Data for analysis ::
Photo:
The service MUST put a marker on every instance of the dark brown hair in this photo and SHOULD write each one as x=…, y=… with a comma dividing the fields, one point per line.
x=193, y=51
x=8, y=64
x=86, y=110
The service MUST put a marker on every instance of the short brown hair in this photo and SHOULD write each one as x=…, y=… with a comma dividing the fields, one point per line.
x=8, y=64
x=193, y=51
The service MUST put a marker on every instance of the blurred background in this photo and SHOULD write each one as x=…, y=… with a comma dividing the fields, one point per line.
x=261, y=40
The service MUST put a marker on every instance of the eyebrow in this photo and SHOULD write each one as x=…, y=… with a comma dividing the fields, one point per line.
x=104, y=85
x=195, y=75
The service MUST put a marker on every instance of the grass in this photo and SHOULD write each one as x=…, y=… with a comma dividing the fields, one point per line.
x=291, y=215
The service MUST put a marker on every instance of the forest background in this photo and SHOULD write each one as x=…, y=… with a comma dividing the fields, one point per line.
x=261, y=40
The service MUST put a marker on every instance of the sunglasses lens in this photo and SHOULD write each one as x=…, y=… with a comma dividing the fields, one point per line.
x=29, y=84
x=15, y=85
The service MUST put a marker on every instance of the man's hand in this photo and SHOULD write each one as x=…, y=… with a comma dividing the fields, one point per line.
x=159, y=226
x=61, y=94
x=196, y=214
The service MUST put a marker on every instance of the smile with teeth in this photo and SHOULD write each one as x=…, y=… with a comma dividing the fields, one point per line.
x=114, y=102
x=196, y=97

Work item :: Print nothing but the lines from the one that contains "of the man's" to the final line of the data, both included, exactly as they read.

Task answer ::
The service MUST put a marker on every instance of the man's hand in this photo and SHOULD write each one as x=…, y=… with a comma dividing the fields, one point per line.
x=159, y=226
x=61, y=94
x=196, y=214
The service MUST put a marker on every instance of the smile with teeth in this photo and SHOULD write each one as x=…, y=… with a comma dividing the fields, one point per line.
x=114, y=102
x=196, y=97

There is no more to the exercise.